> **Aim**: Return each line below that contains the word "green".

>> START Exercise inputs

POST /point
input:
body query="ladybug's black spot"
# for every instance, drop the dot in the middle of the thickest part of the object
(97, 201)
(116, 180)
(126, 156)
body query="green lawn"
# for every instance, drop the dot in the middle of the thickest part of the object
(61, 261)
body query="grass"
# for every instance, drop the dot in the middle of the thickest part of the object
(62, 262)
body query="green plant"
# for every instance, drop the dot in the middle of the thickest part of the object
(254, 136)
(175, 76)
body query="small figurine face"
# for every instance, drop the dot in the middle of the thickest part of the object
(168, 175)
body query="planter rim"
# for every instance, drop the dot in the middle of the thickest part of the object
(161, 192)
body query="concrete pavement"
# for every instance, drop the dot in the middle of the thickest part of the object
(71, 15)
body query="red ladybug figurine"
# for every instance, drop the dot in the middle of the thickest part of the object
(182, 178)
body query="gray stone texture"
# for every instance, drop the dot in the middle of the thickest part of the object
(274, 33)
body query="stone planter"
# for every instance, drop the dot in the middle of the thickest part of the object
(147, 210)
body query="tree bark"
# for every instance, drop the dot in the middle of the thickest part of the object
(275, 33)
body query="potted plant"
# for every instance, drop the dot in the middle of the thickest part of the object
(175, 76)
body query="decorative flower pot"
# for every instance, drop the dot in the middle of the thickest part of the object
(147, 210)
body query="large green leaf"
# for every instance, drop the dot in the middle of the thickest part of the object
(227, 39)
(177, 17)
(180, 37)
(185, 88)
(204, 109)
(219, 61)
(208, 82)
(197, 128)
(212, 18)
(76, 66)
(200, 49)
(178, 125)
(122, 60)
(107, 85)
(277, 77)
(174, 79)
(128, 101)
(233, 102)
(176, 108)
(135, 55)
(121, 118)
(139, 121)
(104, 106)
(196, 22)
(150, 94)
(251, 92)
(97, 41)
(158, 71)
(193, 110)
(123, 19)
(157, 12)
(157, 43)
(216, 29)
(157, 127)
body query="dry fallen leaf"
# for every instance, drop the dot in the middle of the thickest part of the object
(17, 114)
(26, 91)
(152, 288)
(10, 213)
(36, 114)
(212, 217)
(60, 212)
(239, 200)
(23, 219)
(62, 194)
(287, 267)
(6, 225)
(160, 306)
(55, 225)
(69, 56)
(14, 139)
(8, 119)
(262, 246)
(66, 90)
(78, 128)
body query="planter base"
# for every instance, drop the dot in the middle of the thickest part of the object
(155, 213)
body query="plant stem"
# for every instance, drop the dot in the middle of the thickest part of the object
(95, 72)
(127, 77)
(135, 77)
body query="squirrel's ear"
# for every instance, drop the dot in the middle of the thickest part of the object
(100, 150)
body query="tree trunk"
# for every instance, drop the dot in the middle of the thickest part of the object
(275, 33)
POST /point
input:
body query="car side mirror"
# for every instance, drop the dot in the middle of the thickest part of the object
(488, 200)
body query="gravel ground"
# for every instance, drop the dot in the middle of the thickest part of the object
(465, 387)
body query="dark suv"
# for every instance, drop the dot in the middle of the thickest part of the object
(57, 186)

>> END Exercise inputs

> **Task response**:
body query="green lawn"
body query="green plant"
body query="large green leaf"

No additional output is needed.